Excerpts from a point labeling dataset:
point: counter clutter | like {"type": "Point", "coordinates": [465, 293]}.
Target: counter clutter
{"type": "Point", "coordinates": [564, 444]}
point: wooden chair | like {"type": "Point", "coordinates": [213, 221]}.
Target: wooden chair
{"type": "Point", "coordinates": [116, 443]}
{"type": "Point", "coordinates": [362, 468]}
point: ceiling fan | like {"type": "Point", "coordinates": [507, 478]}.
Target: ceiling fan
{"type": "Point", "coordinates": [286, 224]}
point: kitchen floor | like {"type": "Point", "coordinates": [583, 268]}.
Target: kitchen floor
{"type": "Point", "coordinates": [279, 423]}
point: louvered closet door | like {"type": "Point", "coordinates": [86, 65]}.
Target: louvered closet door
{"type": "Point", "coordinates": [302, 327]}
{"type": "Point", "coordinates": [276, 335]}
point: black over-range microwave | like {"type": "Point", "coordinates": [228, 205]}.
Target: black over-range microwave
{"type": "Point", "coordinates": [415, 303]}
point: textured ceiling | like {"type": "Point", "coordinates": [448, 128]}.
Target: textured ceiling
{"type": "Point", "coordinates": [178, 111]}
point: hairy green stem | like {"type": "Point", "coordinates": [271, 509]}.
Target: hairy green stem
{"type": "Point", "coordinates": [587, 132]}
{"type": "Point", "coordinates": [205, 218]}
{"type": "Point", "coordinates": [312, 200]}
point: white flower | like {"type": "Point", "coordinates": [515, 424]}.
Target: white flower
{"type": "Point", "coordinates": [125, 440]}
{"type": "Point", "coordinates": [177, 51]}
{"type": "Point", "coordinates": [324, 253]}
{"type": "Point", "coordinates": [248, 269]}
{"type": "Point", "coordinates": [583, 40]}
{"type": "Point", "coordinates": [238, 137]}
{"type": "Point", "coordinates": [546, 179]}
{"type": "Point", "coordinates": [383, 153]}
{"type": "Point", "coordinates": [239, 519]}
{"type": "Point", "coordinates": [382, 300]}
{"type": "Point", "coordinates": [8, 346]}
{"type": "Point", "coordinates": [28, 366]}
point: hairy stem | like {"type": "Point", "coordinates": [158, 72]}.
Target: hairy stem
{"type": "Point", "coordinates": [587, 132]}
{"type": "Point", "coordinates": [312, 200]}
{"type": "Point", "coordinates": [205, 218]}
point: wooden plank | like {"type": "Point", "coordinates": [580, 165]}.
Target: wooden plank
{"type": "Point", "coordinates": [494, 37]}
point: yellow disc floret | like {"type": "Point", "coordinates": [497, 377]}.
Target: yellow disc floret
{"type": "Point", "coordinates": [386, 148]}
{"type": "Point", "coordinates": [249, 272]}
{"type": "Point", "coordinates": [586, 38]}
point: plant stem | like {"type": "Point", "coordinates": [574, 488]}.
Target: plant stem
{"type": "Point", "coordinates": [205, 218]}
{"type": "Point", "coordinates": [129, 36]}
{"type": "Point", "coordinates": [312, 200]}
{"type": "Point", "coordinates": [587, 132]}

TASK GOAL: Extract every one of the rows above and reproduce each line without alteration, keeping their original order.

WRITTEN SOLUTION:
point: counter clutter | like {"type": "Point", "coordinates": [465, 293]}.
Target: counter clutter
{"type": "Point", "coordinates": [564, 444]}
point: wooden chair | like {"type": "Point", "coordinates": [213, 221]}.
Target: wooden chair
{"type": "Point", "coordinates": [116, 443]}
{"type": "Point", "coordinates": [362, 468]}
point: ceiling fan | like {"type": "Point", "coordinates": [507, 478]}.
Target: ceiling fan
{"type": "Point", "coordinates": [286, 224]}
point: kitchen floor | like {"type": "Point", "coordinates": [583, 268]}.
Target: kitchen floor
{"type": "Point", "coordinates": [279, 423]}
point: louvered closet door | like {"type": "Point", "coordinates": [86, 65]}.
Target: louvered closet door
{"type": "Point", "coordinates": [302, 327]}
{"type": "Point", "coordinates": [276, 335]}
point: black over-range microwave | like {"type": "Point", "coordinates": [228, 205]}.
Target: black over-range microwave
{"type": "Point", "coordinates": [415, 303]}
point: textured ceiling | like {"type": "Point", "coordinates": [448, 128]}.
Target: textured ceiling
{"type": "Point", "coordinates": [178, 111]}
point: hairy green stem | like {"type": "Point", "coordinates": [271, 509]}.
Target: hairy green stem
{"type": "Point", "coordinates": [587, 132]}
{"type": "Point", "coordinates": [205, 218]}
{"type": "Point", "coordinates": [312, 200]}
point: white flower | like {"type": "Point", "coordinates": [515, 424]}.
Target: white flower
{"type": "Point", "coordinates": [125, 440]}
{"type": "Point", "coordinates": [177, 51]}
{"type": "Point", "coordinates": [324, 253]}
{"type": "Point", "coordinates": [248, 269]}
{"type": "Point", "coordinates": [583, 40]}
{"type": "Point", "coordinates": [238, 137]}
{"type": "Point", "coordinates": [546, 179]}
{"type": "Point", "coordinates": [383, 153]}
{"type": "Point", "coordinates": [239, 519]}
{"type": "Point", "coordinates": [382, 300]}
{"type": "Point", "coordinates": [8, 346]}
{"type": "Point", "coordinates": [28, 366]}
point: hairy stem | like {"type": "Point", "coordinates": [158, 72]}.
Target: hairy stem
{"type": "Point", "coordinates": [587, 132]}
{"type": "Point", "coordinates": [312, 200]}
{"type": "Point", "coordinates": [205, 218]}
point: wooden plank | like {"type": "Point", "coordinates": [580, 165]}.
Target: wooden plank
{"type": "Point", "coordinates": [494, 37]}
point: yellow disc floret | like {"type": "Point", "coordinates": [497, 377]}.
Target: yellow disc floret
{"type": "Point", "coordinates": [386, 148]}
{"type": "Point", "coordinates": [249, 272]}
{"type": "Point", "coordinates": [586, 38]}
point: plant stem | like {"type": "Point", "coordinates": [574, 488]}.
Target: plant stem
{"type": "Point", "coordinates": [205, 218]}
{"type": "Point", "coordinates": [129, 36]}
{"type": "Point", "coordinates": [312, 200]}
{"type": "Point", "coordinates": [587, 132]}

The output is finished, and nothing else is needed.